SELECTED PASSAGE>
+++++

A significant result of Lee’s six decades of ministry is a voluminous corpus. The Collected Works of Witness Lee (CWWL) comprises 139 volumes containing over 78,000 pages.19 Recently, the entirety of Lee’s corpus was digitized and made accessible via an online subscription service, offering an unprecedented ability to comprehensively examine his theological outlook. With this in mind, our present investigation is merely illustrative, not exhaustive, of Lee’s theological outlook, and more specifically, limited only to how the themes of sanctification, union, and deification function in his writings.

5. Sanctification as the Holding Line of God’s Economy

While Nee’s theology of sanctification is foundational to the soteriology of millions of Christians associated with Chinese underground house churches, it was Witness Lee who most explicitly developed Nee’s doctrine into a progressive and comprehensive theological framework. Building on Nee’s theological outlook, Lee identifies three aspects of the Spirit’s sanctifying work in Scripture: (1) sanctification in seeking God’s chosen people even before their repentance (1 Pet 1:2; cf. Luke 15:8–10; John 16:8); (2) positional sanctification through the blood of Christ at the time of their believing (Heb 13:12; 9:13–14; 10:29); and (3) dispositional sanctification throughout the believer’s Christian life following regeneration (Rom 15:16b; 6:19, 22). Of these, Lee emphasizes that the Spirit’s essential work is focused on the dispositional aspect (Lee 2004–2020, vol. 126).

+++++

EXERCISE DATA>

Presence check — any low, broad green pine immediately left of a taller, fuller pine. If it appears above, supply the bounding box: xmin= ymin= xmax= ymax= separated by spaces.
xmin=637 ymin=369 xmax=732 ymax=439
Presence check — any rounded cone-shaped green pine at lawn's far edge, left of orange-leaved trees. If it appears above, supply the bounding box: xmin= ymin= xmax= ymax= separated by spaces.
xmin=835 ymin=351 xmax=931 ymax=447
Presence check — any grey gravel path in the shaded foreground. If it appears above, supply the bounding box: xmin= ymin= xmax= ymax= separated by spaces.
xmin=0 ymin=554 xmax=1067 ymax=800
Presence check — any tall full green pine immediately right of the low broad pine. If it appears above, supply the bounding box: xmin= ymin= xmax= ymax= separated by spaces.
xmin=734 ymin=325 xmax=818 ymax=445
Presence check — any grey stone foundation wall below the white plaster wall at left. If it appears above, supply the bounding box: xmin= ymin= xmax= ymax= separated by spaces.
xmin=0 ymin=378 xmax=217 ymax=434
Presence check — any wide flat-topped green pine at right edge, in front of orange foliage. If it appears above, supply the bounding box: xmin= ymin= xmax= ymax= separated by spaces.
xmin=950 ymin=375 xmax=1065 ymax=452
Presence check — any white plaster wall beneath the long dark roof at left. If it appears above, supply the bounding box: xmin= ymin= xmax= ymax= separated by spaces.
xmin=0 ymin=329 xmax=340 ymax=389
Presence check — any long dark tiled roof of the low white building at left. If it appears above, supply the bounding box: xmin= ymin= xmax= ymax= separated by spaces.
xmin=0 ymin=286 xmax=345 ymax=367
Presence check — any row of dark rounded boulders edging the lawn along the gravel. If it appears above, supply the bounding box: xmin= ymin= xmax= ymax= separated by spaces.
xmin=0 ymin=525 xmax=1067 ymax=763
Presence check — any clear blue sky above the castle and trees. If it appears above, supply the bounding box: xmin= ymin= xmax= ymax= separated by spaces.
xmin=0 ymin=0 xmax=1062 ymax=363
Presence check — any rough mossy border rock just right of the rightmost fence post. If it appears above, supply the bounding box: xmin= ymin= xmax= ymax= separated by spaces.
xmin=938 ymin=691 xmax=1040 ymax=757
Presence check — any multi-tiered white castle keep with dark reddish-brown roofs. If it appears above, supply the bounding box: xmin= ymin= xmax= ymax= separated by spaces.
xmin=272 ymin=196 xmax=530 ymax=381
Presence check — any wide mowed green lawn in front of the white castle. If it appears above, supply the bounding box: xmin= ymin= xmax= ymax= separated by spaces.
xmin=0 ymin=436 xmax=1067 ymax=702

+++++

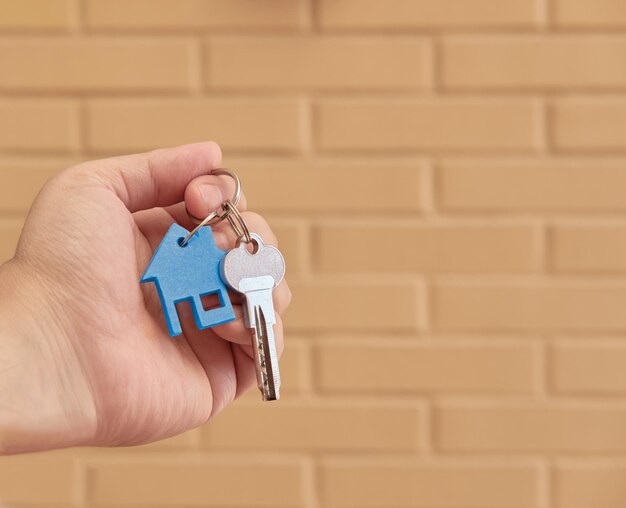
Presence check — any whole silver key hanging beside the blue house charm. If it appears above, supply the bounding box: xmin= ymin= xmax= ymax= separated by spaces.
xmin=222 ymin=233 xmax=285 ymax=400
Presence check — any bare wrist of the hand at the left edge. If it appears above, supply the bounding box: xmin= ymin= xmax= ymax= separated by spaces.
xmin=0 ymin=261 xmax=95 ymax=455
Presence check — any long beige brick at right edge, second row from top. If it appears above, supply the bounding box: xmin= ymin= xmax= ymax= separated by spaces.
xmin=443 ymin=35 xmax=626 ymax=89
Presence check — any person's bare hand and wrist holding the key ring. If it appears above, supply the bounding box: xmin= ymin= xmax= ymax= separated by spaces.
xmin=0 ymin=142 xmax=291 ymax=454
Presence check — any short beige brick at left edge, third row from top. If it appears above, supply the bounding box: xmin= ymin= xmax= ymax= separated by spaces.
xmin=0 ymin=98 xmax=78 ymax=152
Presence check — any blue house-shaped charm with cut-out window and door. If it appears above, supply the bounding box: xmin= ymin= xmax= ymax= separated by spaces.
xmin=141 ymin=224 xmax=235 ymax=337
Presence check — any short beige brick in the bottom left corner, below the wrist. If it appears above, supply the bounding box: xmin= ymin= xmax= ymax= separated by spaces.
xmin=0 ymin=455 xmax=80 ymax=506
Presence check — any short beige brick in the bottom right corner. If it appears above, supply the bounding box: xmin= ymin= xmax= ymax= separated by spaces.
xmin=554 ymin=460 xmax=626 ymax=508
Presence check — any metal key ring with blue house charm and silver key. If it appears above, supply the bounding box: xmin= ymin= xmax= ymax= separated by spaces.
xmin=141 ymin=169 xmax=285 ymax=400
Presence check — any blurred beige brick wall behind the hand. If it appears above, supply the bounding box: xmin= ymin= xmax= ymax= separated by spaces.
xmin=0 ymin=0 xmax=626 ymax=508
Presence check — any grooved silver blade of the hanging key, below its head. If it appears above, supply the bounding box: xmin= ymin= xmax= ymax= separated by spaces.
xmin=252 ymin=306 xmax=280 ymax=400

+++++

PROBLEMS TO WORK ON>
A: In the passage on Witness Lee's theology, translate the following sentence into French: "A significant result of Lee’s six decades of ministry is a voluminous corpus."
B: Continue the passage on Witness Lee's theology of sanctification, starting after its final sentence.

RESULTS OF THE TASKS>
A: Un résultat important des six décennies de ministère de Lee est un corpus volumineux.

B:
For Lee, sanctification is not an isolated doctrinal category but the “holding line in the carrying out of the divine economy” (Lee 2004–2020, vol. 126, p. 219). Here, clarification regarding Lee’s metaphor of a “holding line” is warranted: per Lee, “When a person goes fishing, he needs a line. That is the holding line for his fishing. The line holds his fish. In other words, the line directs his fishing. We say that sanctification is the holding line because every step of God’s economy in His work with us is to make us holy” (Lee 2004–2020, vol. 126, p. 219) In other words, sanctification, according to Lee, structures the entire salvific process of believers—both objective aspects such as judicial redemption, and organic aspects, spanning from regeneration at the moment of personal repentance to the eschatological glorification of their mortal bodies. This expansive and holistic understanding of sanctification provides the theological scaffolding for Lee’s portrayal of deification and serves as the telic thread connecting every soteriological event/step—seeking, redemption, regeneration, renewing, transformation, conformation, and glorification.
Sanctification, according to Lee, is a progressive process of being infused with the divine essence. He writes:
If you are holy, you must have the holy essence, and the holy essence in the whole universe is God Himself.
This statement signals a unique theological emphasis within his intellectual topography. Unlike earlier Protestant approaches to sanctification that emphasize moral development or forensic righteousness, Lee situates sanctification within an ontological participation in the life and nature of God—a process he refers to as being “sonized”—through which a believer grows unto full sonship, the destiny God marked out in eternity past for those He predestinated (Eph 1:4–5):
In regeneration we were sonized, but that sonizing is just a start, an initiation. After being regenerated we need to grow to reach maturity. We become mature when our soul is fully sonized. Eventually, our body, which is still full of weakness, sickness, lust, and sinfulness, will be transfigured, glorified in full.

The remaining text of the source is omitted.